-- EXERCISE BRIEF --
Every entry below must be transcribed exactly, with no line missing.
=== Section Start ===
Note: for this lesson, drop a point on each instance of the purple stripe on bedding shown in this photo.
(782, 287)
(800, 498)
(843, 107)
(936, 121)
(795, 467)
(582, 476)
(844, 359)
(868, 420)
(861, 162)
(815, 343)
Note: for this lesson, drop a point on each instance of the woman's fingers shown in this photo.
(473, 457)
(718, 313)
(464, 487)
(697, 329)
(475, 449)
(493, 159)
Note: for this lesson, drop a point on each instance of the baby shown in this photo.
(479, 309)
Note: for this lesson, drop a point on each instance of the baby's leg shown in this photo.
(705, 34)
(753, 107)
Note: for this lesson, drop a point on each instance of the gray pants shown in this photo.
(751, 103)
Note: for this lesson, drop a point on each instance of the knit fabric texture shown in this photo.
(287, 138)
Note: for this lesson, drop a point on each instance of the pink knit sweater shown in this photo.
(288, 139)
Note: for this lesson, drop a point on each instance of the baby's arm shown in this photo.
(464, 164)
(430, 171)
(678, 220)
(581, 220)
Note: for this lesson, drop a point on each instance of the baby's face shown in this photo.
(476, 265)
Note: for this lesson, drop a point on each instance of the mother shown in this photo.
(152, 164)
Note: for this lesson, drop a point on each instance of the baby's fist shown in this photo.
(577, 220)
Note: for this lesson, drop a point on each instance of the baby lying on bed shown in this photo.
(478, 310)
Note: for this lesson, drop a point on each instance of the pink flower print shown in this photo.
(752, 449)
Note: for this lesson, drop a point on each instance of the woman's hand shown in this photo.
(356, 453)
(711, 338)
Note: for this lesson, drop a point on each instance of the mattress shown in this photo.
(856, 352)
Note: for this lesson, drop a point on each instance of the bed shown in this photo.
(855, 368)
=== Section End ===
-- YOUR SOLUTION --
Note: for this lesson, drop a point on each instance of the purple stripe on bedding shown in this photo.
(782, 287)
(800, 498)
(843, 107)
(936, 121)
(795, 467)
(582, 476)
(844, 359)
(868, 420)
(861, 162)
(815, 343)
Note: for this lesson, drop a point on each instance of the woman's fingers shown in this photo.
(473, 457)
(718, 313)
(464, 487)
(697, 329)
(475, 449)
(493, 159)
Note: for this lesson, drop a point on each instance of the baby shown in this photo.
(479, 309)
Note: for this lesson, drop a point on each instance of the baby's leg shown in this photo.
(705, 34)
(753, 107)
Note: for this lesson, drop a point on each instance of the gray pants shown in this photo.
(751, 103)
Note: for this lesson, drop a point on each instance of the knit fabric texture shown in this photo.
(287, 138)
Note: for this lesson, drop a point on each instance of the pink knit sweater shown in this photo.
(288, 139)
Note: for this lesson, drop a point on each instance of the baby's arm shown in this photo.
(464, 164)
(430, 171)
(678, 220)
(581, 220)
Note: for this lesson, drop a point on each instance of the baby's face shown in this photo.
(476, 265)
Note: for this lesson, drop a point on each instance of the mother shown in this photo.
(152, 164)
Note: for this lesson, drop a point on each instance of the baby's fist shown in this photo.
(577, 220)
Note: for this lesson, drop a point on each instance of the baby lying on bed shown in this photo.
(478, 310)
Note: for this lesson, drop a point on each instance of the pink flower print shown in this photo.
(752, 449)
Note: for this lesson, drop a point on each instance of the woman's hand shown in this photo.
(356, 453)
(711, 338)
Note: for this lesson, drop a point on each instance of the mattress shown in this photo.
(856, 352)
Note: for this lesson, drop a point on each instance of the bed shown in this photo.
(855, 368)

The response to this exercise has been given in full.